- [Liste des tâches]
1. Indiquez si chacune des affirmations suivantes concorde avec le document source ci-dessous, en répondant par oui ou par non et en citant mot pour mot le passage qui tranche. (a) Ceux qui souffrent le plus du manque d’argent sont ceux qui en ont le moins. (b) La baise y est comparée à un flash de quelques secondes. (c) La baise a permis aux individus de maîtriser leur existence.
2. D’après le document source ci-dessous, quel est le principe de la baise ?

Quelle que soit la façon dont il s’y prend pour baiser, le pauvre moderne est insatisfait jusque dans la satisfaction même. Il a beau y mettre l’ardeur d’un sportif, l’application d’une secrétaire ou la psychologie de Foucault, il manque toujours quelque chose. Car dans la baise comme dans l’argent, plus on en a plus on en manque. Comme il y a des avares et des boulimiques, il y a désormais des baiseurs à la chaîne. Le principe du besoin, le quantitatif, est bien le principe de la baise. Comme ceux qui souffrent le plus du manque d’argent ne sont pas ceux qui en ont le moins, mais ceux qui au centre de sa circulation ressentent le plus le contraste entre toute la richesse et la part négligeable qui leur en est dévolue, ceux qui souffrent le plus du manque de baise, dans les innombrables petites annonces, réseaux téléphoniques ou télématiques, peep-shows et sex-shops, dans tous ces ersatz permis mais tapis dans la semi-obscurité de la honte, ne sont pas ceux qui baisent le moins, mais ceux qui enragent le plus d’être privés de communication, alors que leur profession, leur âge, et leur situation dans le monde, les placent au centre de cette insaisissable communication qui se fait sur leur dos. Souvent valets subalternes dans les plus récentes divisions du travail, les frustrés d’argent calculent qu’à force de s’investir en entier et sans condition dans l’exécution de leur besogne salariée leurs recettes y dépasseront un jour le coût faramineux de cette dépense, comme les frustrés de sexualité, qui sont les mêmes, calculent que l’épuisement de leur sexe sera payé par l’épuisement de leurs désirs, que leur multiplication de rencontres noiera la détresse de leur solitude, que la liberté sexuelle qu’ils affichent comme un complexe droguera dans les délices leur esclavage si profond. Ces adultes infantiles grimpent aux escabeaux pour attraper la lune. Ils perçoivent l’activité dominante de leur sexualité comme les enfants séniles qui en sont le résultat perçoivent l’héroïne : la baise est un flash de quelques secondes (et avec l’accoutumance, le flash même s’efface) entre des heures, des jours, des mois, des années d’ennui, d’angoisse et d’absence, meublés seulement de la grise frénésie de tractations sordides. La baise n’a pas élevé, elle a abaissé, elle n’a pas permis aux individus de maîtriser leur existence, elle a, au contraire, renforcé leur sujétion. Baiser est inséparable de séparation, de peur, de silence.

- [Données fournies]
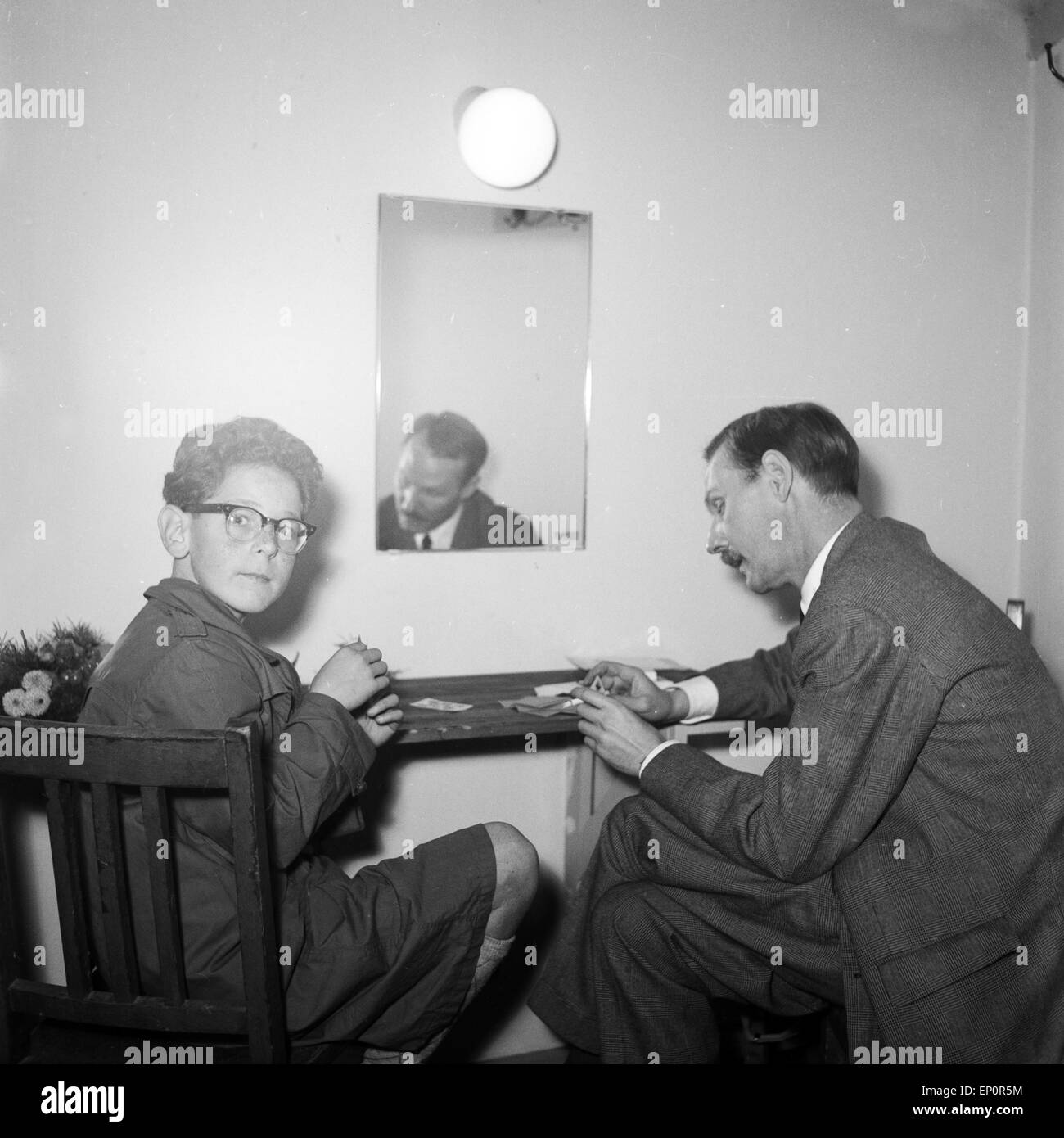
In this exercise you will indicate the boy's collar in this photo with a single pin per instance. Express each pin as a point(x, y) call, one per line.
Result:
point(195, 600)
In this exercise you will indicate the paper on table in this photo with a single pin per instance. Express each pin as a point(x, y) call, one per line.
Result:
point(647, 664)
point(543, 705)
point(440, 706)
point(566, 688)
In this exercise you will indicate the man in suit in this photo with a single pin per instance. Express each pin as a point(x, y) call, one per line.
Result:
point(905, 854)
point(437, 504)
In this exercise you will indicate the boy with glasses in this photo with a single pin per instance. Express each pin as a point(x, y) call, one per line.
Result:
point(390, 956)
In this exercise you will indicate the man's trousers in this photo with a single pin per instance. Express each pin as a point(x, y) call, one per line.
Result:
point(661, 924)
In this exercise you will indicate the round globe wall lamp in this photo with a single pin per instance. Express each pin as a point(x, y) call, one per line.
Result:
point(507, 137)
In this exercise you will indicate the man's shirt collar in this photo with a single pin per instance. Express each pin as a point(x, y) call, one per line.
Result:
point(816, 571)
point(443, 535)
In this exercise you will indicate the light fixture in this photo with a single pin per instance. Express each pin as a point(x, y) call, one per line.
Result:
point(507, 137)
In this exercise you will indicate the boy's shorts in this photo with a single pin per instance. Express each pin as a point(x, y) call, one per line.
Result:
point(390, 953)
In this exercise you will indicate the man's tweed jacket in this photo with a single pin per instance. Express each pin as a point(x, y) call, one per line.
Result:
point(936, 800)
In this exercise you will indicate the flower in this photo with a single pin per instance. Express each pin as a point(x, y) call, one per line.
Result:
point(15, 702)
point(35, 702)
point(38, 679)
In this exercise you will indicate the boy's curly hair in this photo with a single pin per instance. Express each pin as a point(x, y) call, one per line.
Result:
point(246, 442)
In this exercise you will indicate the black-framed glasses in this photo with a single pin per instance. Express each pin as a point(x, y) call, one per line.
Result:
point(245, 524)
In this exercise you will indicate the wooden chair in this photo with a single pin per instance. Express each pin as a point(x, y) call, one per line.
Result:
point(151, 762)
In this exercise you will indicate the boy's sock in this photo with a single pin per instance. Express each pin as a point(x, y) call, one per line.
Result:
point(492, 954)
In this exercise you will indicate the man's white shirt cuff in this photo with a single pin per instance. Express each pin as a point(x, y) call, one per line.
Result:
point(656, 750)
point(702, 697)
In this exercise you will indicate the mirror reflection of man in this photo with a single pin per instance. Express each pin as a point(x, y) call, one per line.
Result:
point(437, 504)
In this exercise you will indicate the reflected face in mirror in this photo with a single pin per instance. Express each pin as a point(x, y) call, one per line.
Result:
point(483, 356)
point(428, 487)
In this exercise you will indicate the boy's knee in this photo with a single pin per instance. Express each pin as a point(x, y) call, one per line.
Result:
point(516, 863)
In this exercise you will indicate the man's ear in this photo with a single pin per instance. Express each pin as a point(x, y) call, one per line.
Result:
point(469, 487)
point(780, 472)
point(174, 531)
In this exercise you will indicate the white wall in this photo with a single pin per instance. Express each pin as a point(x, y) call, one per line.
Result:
point(268, 210)
point(1041, 563)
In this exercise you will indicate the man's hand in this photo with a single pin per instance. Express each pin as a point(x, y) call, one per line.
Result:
point(352, 676)
point(638, 692)
point(614, 732)
point(381, 720)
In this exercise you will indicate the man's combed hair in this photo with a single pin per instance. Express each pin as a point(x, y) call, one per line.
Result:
point(449, 435)
point(815, 442)
point(245, 442)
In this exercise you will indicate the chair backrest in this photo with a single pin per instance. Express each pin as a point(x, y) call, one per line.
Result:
point(70, 757)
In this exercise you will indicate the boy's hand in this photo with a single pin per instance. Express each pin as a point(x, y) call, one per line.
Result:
point(381, 720)
point(352, 676)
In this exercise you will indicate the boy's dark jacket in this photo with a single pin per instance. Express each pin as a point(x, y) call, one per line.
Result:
point(183, 662)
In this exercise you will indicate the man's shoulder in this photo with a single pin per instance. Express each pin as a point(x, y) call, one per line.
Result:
point(487, 522)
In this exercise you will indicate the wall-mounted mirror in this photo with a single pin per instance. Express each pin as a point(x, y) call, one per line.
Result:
point(483, 380)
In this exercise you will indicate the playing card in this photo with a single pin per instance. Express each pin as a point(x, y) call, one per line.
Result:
point(440, 706)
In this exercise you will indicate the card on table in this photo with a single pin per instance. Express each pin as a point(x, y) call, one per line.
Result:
point(431, 705)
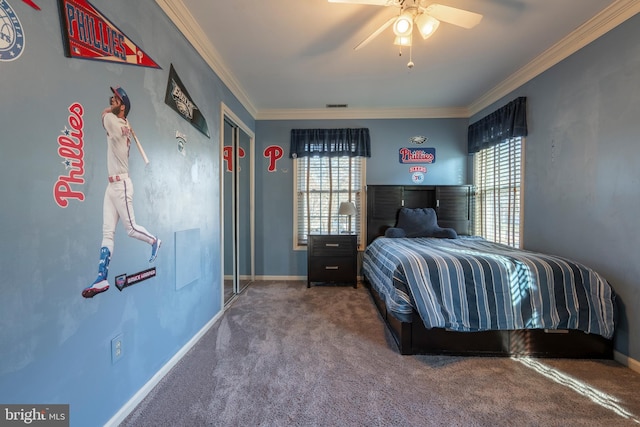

- [Solutions des exercices]
1.
(a) Non : « ne sont pas ceux qui en ont le moins »
(b) Oui : « la baise est un flash de quelques secondes »
(c) Non : « elle n’a pas permis aux individus de maîtriser leur existence »

2. Le principe du besoin, le quantitatif.